■ TEXT:

++++++++

A Z-Curve of Epidemiology

Concerns about credibility are widespread, but they often do not clearly distinguish between different sciences. One problem is that it is difficult to compare sciences quantitatively. One way to do so is to examine the strength of empirical evidence. We cannot compare effect sizes across sciences, but we can compare how precise effect size estimates are and how often rejections of null hypotheses may be false.

The first “science-wide” study was based on empirical results in medicine (Jager & Leek, 2013). Their methods and results were challenged, and it took some time before alternative methods became available. A better method is z-curve (Bartos & Schimmack, 2022; Brunner & Schimmack, 2020). Z-curve has been mostly used in psychology. A comparison with medicine showed that clinical trials have less power, but report results more honestly than psycholgy, where focal tests confirm predicts with success rates over 90% (Schimmack, 2020; Schimmack & Bartos, 2023).

A recent article extracted confidence intervals from four epidemiology journals.

++++++++

■ REQUIREMENT A: Return the part of the z-curve text from "Concerns about credibility" to "may be false.", word for word.
■ REQUIREMENT B: Sum up the z-curve text in two sentences.
The records are separate material, apart from the z-curve text.

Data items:
++++++++

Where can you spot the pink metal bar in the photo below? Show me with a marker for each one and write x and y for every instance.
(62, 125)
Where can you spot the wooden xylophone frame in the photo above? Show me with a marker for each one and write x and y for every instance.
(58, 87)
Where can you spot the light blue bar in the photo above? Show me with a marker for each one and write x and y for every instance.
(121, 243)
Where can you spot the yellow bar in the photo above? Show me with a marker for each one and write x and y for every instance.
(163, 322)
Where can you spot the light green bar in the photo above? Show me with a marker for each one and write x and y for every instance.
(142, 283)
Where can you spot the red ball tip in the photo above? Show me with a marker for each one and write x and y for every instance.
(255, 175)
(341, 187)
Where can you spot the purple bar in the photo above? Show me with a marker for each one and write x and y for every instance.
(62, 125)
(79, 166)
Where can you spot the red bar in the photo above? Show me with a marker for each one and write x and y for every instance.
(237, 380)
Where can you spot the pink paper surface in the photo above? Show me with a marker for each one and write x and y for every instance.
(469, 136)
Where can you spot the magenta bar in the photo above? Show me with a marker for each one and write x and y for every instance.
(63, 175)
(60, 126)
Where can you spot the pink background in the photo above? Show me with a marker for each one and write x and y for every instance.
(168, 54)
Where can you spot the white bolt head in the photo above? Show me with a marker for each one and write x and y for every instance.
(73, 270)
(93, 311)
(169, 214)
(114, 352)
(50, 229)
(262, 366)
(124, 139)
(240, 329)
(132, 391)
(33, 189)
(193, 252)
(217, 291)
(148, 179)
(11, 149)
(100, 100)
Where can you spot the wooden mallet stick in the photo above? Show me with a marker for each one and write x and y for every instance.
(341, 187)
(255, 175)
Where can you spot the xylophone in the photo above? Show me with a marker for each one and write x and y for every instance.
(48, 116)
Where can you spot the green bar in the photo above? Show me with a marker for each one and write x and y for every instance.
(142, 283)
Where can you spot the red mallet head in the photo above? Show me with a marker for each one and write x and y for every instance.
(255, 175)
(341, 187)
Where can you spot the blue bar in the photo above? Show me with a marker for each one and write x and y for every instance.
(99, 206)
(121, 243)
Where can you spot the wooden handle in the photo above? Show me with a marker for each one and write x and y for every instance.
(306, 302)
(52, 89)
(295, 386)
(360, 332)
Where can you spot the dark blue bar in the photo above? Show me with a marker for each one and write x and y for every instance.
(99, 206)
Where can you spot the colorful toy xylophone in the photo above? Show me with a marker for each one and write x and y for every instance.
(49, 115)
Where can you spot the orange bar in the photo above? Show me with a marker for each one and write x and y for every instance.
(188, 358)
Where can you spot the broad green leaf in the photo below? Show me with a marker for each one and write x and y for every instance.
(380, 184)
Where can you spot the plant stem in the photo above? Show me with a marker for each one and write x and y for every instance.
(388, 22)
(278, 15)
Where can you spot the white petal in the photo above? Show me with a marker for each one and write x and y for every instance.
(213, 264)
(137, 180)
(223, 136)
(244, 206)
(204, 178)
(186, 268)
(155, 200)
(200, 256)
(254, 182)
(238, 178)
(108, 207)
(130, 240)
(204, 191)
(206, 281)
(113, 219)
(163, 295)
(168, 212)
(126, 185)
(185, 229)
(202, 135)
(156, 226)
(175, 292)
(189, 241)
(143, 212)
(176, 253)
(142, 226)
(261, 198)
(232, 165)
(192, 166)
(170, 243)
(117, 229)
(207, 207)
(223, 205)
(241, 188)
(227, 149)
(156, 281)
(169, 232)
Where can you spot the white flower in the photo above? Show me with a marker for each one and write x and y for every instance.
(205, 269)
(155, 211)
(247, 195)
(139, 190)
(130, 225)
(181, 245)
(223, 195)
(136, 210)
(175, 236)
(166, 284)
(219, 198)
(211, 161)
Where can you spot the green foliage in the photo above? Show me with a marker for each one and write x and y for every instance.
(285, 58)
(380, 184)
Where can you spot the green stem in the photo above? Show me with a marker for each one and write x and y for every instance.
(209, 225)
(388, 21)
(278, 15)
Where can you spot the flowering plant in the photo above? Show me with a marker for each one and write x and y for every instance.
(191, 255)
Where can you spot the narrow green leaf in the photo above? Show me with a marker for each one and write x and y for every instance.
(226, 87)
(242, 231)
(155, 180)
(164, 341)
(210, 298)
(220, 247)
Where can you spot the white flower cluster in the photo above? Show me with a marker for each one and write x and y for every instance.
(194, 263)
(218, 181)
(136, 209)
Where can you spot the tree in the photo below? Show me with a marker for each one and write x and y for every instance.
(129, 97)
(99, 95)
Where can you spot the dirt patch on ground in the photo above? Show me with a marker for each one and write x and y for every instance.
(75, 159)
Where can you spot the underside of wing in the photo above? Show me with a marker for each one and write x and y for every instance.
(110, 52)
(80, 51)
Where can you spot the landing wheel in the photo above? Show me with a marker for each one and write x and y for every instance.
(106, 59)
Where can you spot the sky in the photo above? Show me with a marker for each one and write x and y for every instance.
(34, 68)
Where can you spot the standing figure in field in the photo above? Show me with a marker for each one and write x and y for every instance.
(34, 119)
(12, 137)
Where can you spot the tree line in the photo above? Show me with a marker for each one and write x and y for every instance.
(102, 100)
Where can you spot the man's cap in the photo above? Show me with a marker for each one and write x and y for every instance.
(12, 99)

++++++++

■ RESPONSE A:
Concerns about credibility are widespread, but they often do not clearly distinguish between different sciences. One problem is that it is difficult to compare sciences quantitatively. One way to do so is to examine the strength of empirical evidence. We cannot compare effect sizes across sciences, but we can compare how precise effect size estimates are and how often rejections of null hypotheses may be false.

■ RESPONSE B: Sciences cannot be compared by effect sizes, but they can be compared by how precise their effect size estimates are and how often their rejections of null hypotheses may be false. After the first science-wide study in medicine was challenged, z-curve became a better method, used mostly in psychology, and a recent article extracted confidence intervals from four epidemiology journals.